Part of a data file
----------

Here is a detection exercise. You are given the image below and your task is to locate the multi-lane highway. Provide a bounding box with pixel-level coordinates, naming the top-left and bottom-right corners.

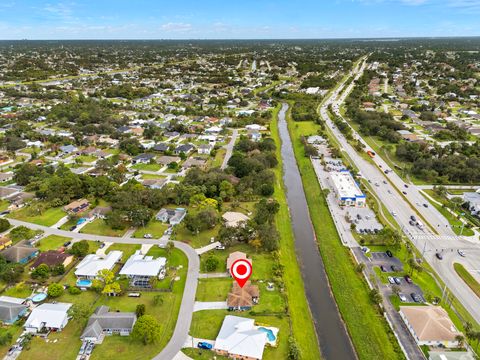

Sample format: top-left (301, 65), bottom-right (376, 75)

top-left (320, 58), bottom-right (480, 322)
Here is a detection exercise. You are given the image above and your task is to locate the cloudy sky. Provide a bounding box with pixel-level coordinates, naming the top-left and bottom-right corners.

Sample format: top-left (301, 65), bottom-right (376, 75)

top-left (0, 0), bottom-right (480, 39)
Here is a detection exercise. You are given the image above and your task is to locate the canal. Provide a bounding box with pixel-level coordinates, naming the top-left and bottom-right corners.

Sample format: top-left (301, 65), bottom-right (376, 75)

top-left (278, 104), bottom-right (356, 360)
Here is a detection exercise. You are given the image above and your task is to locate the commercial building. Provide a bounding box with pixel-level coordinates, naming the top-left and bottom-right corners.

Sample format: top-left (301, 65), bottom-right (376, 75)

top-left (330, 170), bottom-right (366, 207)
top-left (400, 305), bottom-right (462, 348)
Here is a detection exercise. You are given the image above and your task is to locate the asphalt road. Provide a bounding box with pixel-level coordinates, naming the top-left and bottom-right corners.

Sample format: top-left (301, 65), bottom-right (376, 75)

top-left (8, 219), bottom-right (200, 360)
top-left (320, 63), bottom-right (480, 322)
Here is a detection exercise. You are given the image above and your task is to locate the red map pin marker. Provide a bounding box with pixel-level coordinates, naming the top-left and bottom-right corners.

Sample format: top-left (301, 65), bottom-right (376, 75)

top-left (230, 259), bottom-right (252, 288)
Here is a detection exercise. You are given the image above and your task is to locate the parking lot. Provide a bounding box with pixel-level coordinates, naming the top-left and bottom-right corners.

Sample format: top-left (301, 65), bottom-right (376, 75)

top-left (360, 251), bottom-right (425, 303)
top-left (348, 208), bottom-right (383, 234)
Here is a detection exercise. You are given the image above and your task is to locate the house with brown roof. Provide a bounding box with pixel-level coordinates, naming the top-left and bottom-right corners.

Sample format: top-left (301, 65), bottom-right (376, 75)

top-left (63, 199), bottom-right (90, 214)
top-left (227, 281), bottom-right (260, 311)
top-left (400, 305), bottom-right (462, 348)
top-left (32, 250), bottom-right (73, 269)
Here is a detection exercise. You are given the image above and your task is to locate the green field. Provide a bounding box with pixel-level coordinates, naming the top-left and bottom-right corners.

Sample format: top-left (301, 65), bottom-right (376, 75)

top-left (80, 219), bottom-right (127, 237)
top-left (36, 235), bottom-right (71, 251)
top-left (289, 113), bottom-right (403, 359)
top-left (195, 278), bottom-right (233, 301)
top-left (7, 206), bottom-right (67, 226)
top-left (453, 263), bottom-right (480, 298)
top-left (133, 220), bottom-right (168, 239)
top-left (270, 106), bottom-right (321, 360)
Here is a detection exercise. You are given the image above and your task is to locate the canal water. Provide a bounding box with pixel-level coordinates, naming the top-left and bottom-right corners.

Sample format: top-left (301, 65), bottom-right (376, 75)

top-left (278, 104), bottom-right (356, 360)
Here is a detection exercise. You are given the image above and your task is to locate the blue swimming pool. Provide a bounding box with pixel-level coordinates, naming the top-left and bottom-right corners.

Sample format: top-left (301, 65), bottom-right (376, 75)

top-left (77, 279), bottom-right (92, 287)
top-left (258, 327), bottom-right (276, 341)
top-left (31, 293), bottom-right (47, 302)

----------

Rewrite the data from its beginning through the line containing "top-left (230, 259), bottom-right (252, 288)", changing "detection exercise" to "localization exercise" and leaving everything else as it is. Omit the pictures from your answer.

__Answer to the task__:
Here is a localization exercise. You are given the image below and your task is to locate the multi-lane highway. Provide a bounding box with pixel-level coordinates, naming the top-left and bottom-right corners.


Sample format: top-left (301, 65), bottom-right (376, 75)

top-left (320, 58), bottom-right (480, 322)
Here is a localization exercise. You are given the image above and your task is to locate the cloudy sky. Provide a bounding box with pixel-level coordinates, naming the top-left and bottom-right corners.

Sample format: top-left (301, 65), bottom-right (376, 75)

top-left (0, 0), bottom-right (480, 39)
Here is a localization exercise. You are given the image above and your task is to locate the canal. Provide a bounding box with pixel-level coordinates, naming the top-left and bottom-right corners.

Sample format: top-left (301, 65), bottom-right (376, 75)

top-left (278, 104), bottom-right (356, 360)
Here is a localization exercise. You are given the image above and your task is to locate the commercial building. Provide a bounding box with pixel-level coordinates, naming the top-left and bottom-right corners.

Sample format: top-left (301, 65), bottom-right (376, 75)

top-left (330, 170), bottom-right (366, 207)
top-left (400, 305), bottom-right (462, 348)
Here is a localization exercise. You are given the image above and your task is to locate the asphalt road. Provide a bounding box with pixel-level coordinates, naming the top-left and bottom-right corners.

Sample format: top-left (301, 65), bottom-right (376, 75)

top-left (8, 219), bottom-right (200, 360)
top-left (320, 63), bottom-right (480, 322)
Here is a localization exercise. You are given the image above and your task is to locate the red map pin marker. Provide a bounding box with pixel-level coordinates, naming the top-left and bottom-right corners.

Sample format: top-left (301, 65), bottom-right (376, 75)

top-left (230, 259), bottom-right (252, 288)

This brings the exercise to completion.